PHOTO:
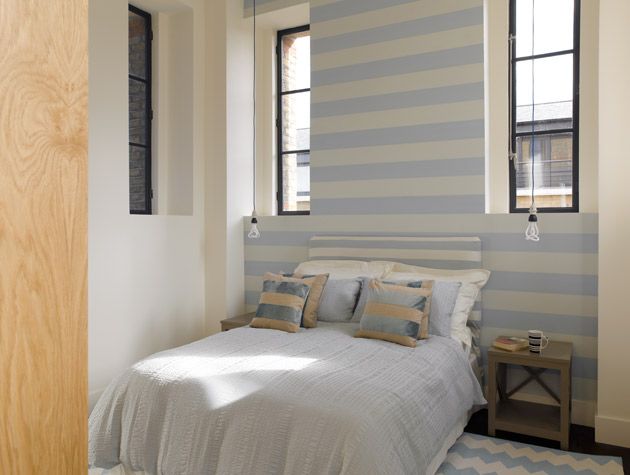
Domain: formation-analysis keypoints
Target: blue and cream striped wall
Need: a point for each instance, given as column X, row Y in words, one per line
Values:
column 397, row 148
column 551, row 285
column 397, row 107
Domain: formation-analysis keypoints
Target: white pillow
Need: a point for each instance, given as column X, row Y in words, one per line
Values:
column 472, row 281
column 342, row 269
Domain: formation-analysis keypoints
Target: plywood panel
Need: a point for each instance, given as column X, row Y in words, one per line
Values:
column 43, row 236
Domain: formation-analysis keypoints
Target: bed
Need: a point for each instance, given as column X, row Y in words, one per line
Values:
column 256, row 401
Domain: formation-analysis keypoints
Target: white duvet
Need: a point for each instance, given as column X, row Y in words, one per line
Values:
column 254, row 401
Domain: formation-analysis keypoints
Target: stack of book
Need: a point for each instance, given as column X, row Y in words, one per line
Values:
column 510, row 343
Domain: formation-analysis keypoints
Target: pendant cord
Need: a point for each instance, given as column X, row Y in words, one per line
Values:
column 254, row 115
column 533, row 139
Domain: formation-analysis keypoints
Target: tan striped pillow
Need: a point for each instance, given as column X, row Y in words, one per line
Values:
column 316, row 283
column 396, row 313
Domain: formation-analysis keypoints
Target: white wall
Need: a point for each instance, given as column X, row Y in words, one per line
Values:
column 146, row 273
column 612, row 423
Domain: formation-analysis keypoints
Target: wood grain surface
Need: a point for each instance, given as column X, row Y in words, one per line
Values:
column 43, row 236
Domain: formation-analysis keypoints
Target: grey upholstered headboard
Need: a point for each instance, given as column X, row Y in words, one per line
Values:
column 436, row 252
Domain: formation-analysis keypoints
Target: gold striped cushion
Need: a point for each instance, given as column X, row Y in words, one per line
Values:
column 281, row 304
column 396, row 313
column 316, row 283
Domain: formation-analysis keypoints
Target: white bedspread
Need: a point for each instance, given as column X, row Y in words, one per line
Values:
column 253, row 401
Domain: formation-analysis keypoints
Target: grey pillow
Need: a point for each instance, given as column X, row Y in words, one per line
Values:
column 443, row 301
column 358, row 312
column 338, row 300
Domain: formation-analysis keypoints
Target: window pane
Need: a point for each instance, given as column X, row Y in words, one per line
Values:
column 553, row 170
column 296, row 182
column 553, row 92
column 296, row 61
column 138, row 122
column 137, row 45
column 296, row 121
column 137, row 178
column 553, row 26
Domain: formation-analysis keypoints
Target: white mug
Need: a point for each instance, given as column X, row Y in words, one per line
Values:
column 537, row 341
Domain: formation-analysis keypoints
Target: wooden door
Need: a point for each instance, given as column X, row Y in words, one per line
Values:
column 43, row 236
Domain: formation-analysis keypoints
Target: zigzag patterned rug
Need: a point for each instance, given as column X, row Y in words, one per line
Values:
column 476, row 454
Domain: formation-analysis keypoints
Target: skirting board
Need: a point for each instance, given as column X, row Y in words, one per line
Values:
column 612, row 431
column 93, row 399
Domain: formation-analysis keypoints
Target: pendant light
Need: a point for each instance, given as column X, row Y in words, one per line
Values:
column 532, row 232
column 254, row 233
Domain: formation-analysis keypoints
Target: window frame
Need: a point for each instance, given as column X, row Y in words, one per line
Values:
column 148, row 185
column 279, row 95
column 574, row 129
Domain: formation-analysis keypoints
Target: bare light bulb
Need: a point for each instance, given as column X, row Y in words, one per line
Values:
column 532, row 233
column 254, row 233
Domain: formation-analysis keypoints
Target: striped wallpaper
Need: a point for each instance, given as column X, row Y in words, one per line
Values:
column 397, row 107
column 397, row 148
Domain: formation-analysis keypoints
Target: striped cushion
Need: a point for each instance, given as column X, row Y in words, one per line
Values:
column 317, row 284
column 396, row 313
column 281, row 304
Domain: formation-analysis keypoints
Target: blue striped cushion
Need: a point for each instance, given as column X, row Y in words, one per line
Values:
column 396, row 313
column 281, row 305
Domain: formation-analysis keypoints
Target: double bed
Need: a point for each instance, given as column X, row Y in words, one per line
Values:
column 258, row 401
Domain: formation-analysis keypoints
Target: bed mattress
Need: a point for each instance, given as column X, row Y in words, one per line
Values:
column 267, row 402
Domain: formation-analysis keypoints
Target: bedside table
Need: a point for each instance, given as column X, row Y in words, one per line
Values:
column 238, row 321
column 538, row 420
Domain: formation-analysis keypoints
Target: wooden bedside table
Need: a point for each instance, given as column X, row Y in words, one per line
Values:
column 238, row 321
column 538, row 420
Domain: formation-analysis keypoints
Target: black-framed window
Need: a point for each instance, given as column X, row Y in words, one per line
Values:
column 293, row 120
column 140, row 111
column 548, row 121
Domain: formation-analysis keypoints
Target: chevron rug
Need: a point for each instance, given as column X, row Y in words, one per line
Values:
column 476, row 454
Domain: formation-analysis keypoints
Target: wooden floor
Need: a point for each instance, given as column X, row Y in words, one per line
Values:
column 582, row 439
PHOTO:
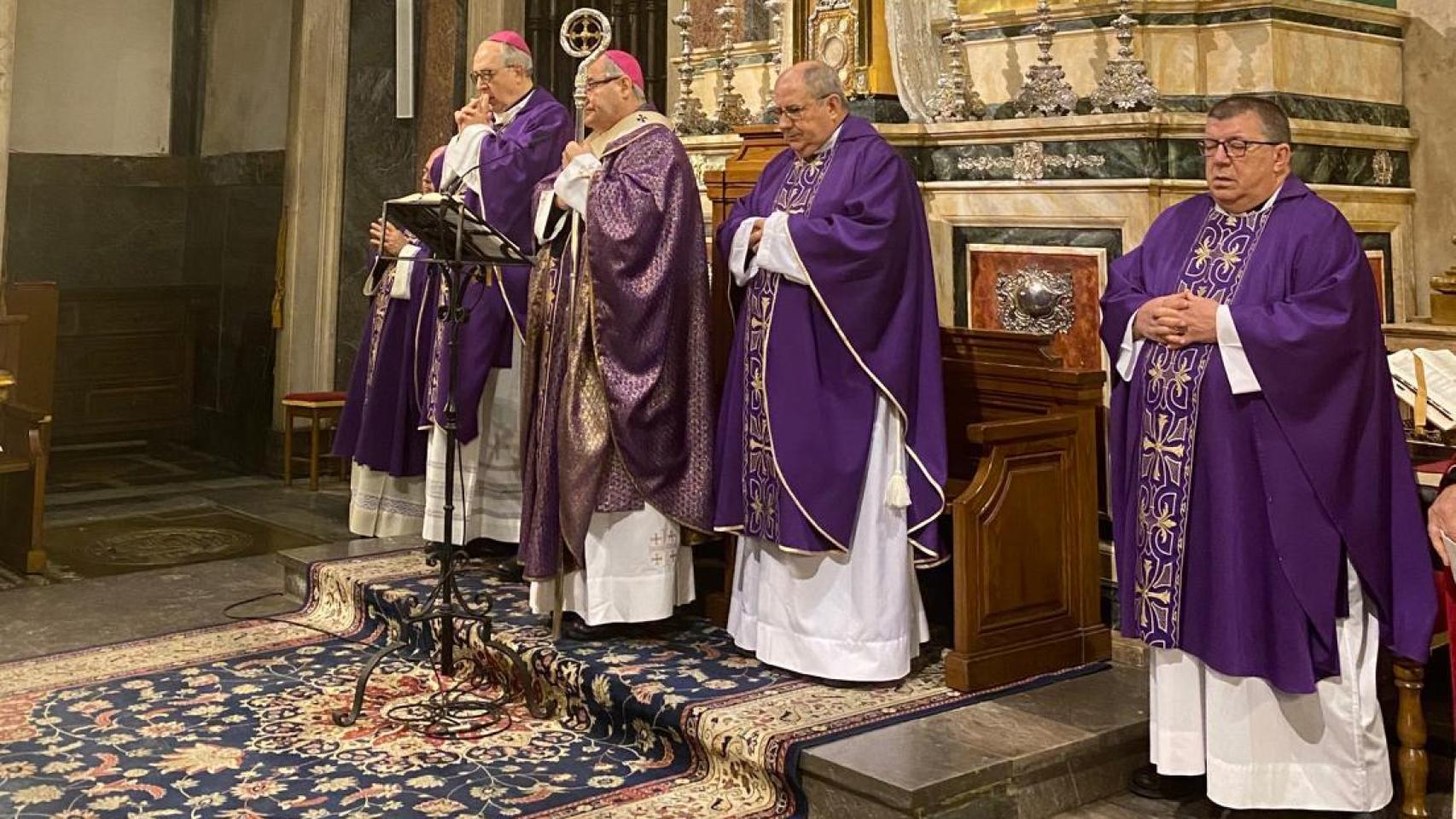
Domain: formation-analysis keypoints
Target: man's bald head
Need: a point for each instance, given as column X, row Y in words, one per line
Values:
column 501, row 73
column 817, row 78
column 812, row 105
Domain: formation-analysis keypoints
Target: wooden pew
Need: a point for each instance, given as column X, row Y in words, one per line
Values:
column 1022, row 433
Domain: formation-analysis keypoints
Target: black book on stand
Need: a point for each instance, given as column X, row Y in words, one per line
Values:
column 475, row 705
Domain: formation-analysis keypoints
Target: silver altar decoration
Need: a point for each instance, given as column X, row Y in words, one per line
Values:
column 1035, row 301
column 1045, row 90
column 771, row 111
column 731, row 111
column 1029, row 162
column 1124, row 84
column 688, row 113
column 1383, row 167
column 957, row 96
column 916, row 55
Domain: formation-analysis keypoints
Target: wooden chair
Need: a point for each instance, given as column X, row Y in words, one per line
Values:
column 24, row 439
column 322, row 409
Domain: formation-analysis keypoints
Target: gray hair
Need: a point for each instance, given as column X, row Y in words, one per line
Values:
column 823, row 82
column 1273, row 119
column 511, row 55
column 612, row 72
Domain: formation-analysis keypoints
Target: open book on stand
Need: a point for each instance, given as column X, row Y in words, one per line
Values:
column 435, row 218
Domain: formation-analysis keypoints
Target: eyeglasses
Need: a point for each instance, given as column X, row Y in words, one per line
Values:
column 795, row 113
column 1237, row 148
column 594, row 84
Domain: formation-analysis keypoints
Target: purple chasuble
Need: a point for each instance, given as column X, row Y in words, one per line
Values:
column 1233, row 515
column 810, row 363
column 379, row 427
column 513, row 160
column 616, row 398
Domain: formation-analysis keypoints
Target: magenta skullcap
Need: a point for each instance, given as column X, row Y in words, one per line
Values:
column 513, row 39
column 629, row 66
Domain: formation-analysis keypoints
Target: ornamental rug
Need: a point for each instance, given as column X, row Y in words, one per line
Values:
column 235, row 720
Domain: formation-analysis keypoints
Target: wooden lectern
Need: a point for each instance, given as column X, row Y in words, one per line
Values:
column 1022, row 503
column 1022, row 491
column 28, row 369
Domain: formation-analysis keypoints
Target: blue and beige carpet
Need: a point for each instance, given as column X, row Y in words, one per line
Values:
column 235, row 722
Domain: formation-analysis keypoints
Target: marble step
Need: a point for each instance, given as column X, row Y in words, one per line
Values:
column 296, row 561
column 1029, row 755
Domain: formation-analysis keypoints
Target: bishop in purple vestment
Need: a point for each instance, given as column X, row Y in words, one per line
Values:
column 510, row 137
column 379, row 429
column 831, row 451
column 1267, row 527
column 616, row 393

· · · ·

**THE EXERCISE**
Leave out the pictures and print each record exactly as it stands.

**REPLY**
PHOTO:
Domain: formation-analysis keypoints
Target: blue and cream striped wall
Need: a point for each instance, given as column X, row Y in words, one per line
Values:
column 397, row 148
column 551, row 285
column 397, row 107
Domain: formation-analysis keypoints
Target: white pillow
Need: a point for each instance, given as column X, row Y in words, one per line
Values:
column 472, row 281
column 342, row 269
Domain: formation-analysis keypoints
Target: plywood panel
Need: a point for each instance, given as column X, row Y in words, one per line
Values:
column 43, row 236
Domain: formation-analysis keypoints
Target: bed
Need: a point for each instance, given as column X, row Y in words, one per line
Values:
column 256, row 401
Domain: formation-analysis keypoints
Target: white duvet
Need: a point for each instance, given as column X, row Y in words, one per line
Values:
column 254, row 401
Domain: formation-analysis keypoints
Target: stack of book
Need: a point for each instance, given as column X, row Y in words, one per line
Values:
column 510, row 343
Domain: formation-analysis keypoints
Target: pendant cord
Need: a point for each instance, given as column X, row Y in words, one per line
Values:
column 254, row 115
column 533, row 139
Domain: formation-analysis keypoints
Target: tan striped pillow
Need: a point for each instance, given as column X, row Y in words, one per line
Values:
column 316, row 283
column 396, row 313
Domain: formation-analysis keypoints
Target: white wall
Need: a point for each instance, given as column X, row Y in words, one per line
Values:
column 146, row 273
column 612, row 423
Domain: formation-analysis keypoints
Target: wood grain surface
Need: a point for each instance, given as column X, row Y in words, one per line
Values:
column 43, row 236
Domain: formation-analysis keypoints
Target: grey upholstered headboard
Need: a point for each instance, given as column X, row Y in words, one per line
Values:
column 436, row 252
Domain: formation-analysis keypoints
Target: gold striped cushion
Need: a point for each instance, given as column X, row Y in words, one per line
Values:
column 281, row 304
column 396, row 313
column 316, row 283
Domain: formation-analysis keypoints
Target: white bedspread
Need: a point for each instance, given as column X, row Y in words, one per line
Values:
column 253, row 401
Domain: formation-analysis keypoints
Target: grey pillow
Need: a point for each instance, given as column X, row Y in words, one per line
Values:
column 443, row 301
column 358, row 312
column 338, row 300
Domain: formation-analysis keypoints
Target: window pane
Need: a point for each instance, given as column X, row Y in words, one per line
Values:
column 553, row 170
column 296, row 182
column 553, row 92
column 296, row 61
column 138, row 122
column 137, row 45
column 296, row 121
column 137, row 178
column 553, row 26
Domain: formation-analysis keypoints
Target: white mug
Need: a point for each instance, given as column X, row Y in words, one per line
Values:
column 537, row 341
Domain: formation-analysis keypoints
Target: wooden door
Need: a point for each instance, given as column X, row Y in words, one per line
Values:
column 43, row 236
Domain: formation-analysis keypoints
Target: zigzag patterned rug
Need: a point for each instance, given as column X, row Y in words, one per line
Values:
column 476, row 454
Domain: formation-analysis keypoints
Target: skirting board
Need: a point for each instance, given as column X, row Y in words, one per line
Values:
column 612, row 431
column 93, row 399
Domain: formation-analysis keypoints
Target: pendant light
Need: a point for each instance, given as column X, row Y in words, one per line
Values:
column 532, row 232
column 254, row 233
Domain: formation-analysis keypoints
Target: window frame
Need: a point for each instance, given as column X, row Y in words, one per line
Values:
column 148, row 185
column 279, row 95
column 574, row 129
Domain: formation-analysis keypoints
Target: bare light bulb
Need: a point for each instance, given as column X, row Y in words, one per line
Values:
column 532, row 233
column 254, row 233
Domain: formation-analysis keypoints
Target: striped wallpaper
Need: a point for each instance, given as column X, row Y in words, one per line
Values:
column 397, row 107
column 397, row 148
Domain: formation-analysis keypoints
Target: striped cushion
Need: a point for each instance, given as column X, row Y in words, one per line
Values:
column 317, row 284
column 396, row 313
column 281, row 304
Domain: formation-analysis keypoints
Target: blue striped cushion
Need: a point for each instance, given as column X, row Y in words, one per line
Values:
column 396, row 313
column 281, row 305
Domain: formation-analysis keypoints
Target: double bed
Need: a point for each instance, given as column X, row Y in words, one per line
Values:
column 258, row 401
Domain: formation-analysis keypoints
Target: bed mattress
Need: a point for each instance, given as column X, row Y in words, one per line
Values:
column 267, row 402
Domain: formation-analysis keypoints
Target: bedside table
Need: a point for each instance, given as column X, row Y in words, one per line
Values:
column 238, row 321
column 538, row 420
Domain: formation-analysis keypoints
Target: wooden bedside table
Need: a point for each instance, given as column X, row Y in words, one per line
Values:
column 238, row 321
column 538, row 420
Domain: formation-analysis keypoints
Target: black-framed window
Need: a point for each instance, given as column X, row Y in words, one per line
Values:
column 293, row 120
column 140, row 111
column 548, row 121
Domain: formation-analysis keypoints
Target: chevron rug
Need: a point for each instance, given as column X, row Y in words, one per line
Values:
column 476, row 454
Domain: formation-analysis keypoints
Target: wooden floor
Need: a point for each instance, given as column X, row Y in words, one per line
Values:
column 582, row 439
PHOTO:
Domain: formation-analysis keypoints
Target: man's bald head
Need: a point for each instance, given as column X, row Y in words, one per line
Values:
column 501, row 73
column 817, row 78
column 812, row 105
Domain: formation-analysis keypoints
Target: wooden pew
Need: a point for each instance, given as column X, row Y in words, one per line
Values:
column 1022, row 433
Domain: formation-analysis keypoints
Target: black book on stand
Need: a point for each instance, given as column X, row Y in words, one per line
Values:
column 475, row 705
Domain: formation-analysis keypoints
Target: silver altar decoration
Need: a point for each instance, given as column X, row Y in words, one per line
Values:
column 1035, row 301
column 1045, row 90
column 771, row 111
column 731, row 111
column 1029, row 162
column 1124, row 84
column 688, row 113
column 1383, row 167
column 957, row 96
column 916, row 55
Domain: formation-analysis keypoints
Target: wooden chair
Need: a point for each instance, given as column X, row Y in words, one per line
Values:
column 24, row 439
column 322, row 409
Domain: formation-analysis keypoints
Target: gray hair
Need: a point for each instance, given as column X, row Y in words, one per line
Values:
column 823, row 82
column 1273, row 119
column 511, row 55
column 612, row 72
Domain: formation-analysis keypoints
Target: open book on stand
Need: a point for each instance, given as column X, row Y in words, one per line
Values:
column 435, row 218
Domain: formation-analysis keypoints
Target: eyeglasses
Need: a point for each instance, given as column X, row Y in words, one per line
Values:
column 795, row 113
column 1237, row 148
column 594, row 84
Domain: formation-analysis keypoints
Target: purple chasuble
Need: a point for each instance, given as column X, row Y in words, one per line
Values:
column 1233, row 515
column 810, row 363
column 379, row 427
column 513, row 160
column 616, row 398
Domain: formation-analysis keypoints
Target: magenta skullcap
Need: a point for each instance, given as column X, row Y in words, one per line
Values:
column 513, row 39
column 629, row 66
Domain: formation-analysis keypoints
Target: ornamental rug
Need: a point for each instance, given as column X, row Y in words, one per line
Values:
column 235, row 720
Domain: formation-analysis keypoints
Target: wooden lectern
Need: a point for each instance, given as column X, row Y in words, one per line
Values:
column 1022, row 503
column 1022, row 491
column 28, row 369
Domain: formation-analysis keypoints
Target: blue and beige carpet
Need: a point for each instance, given as column X, row Y in words, one per line
Values:
column 235, row 722
Domain: formation-analysis keypoints
Target: marble step
Need: a point for each instance, given as column X, row Y in words, one per line
Values:
column 296, row 561
column 1029, row 755
Domain: formation-analysis keypoints
Target: bishop in purple vestment
Need: a point for each instance, given as column X, row Y in words, one per line
Values:
column 510, row 137
column 379, row 429
column 831, row 451
column 1267, row 527
column 616, row 393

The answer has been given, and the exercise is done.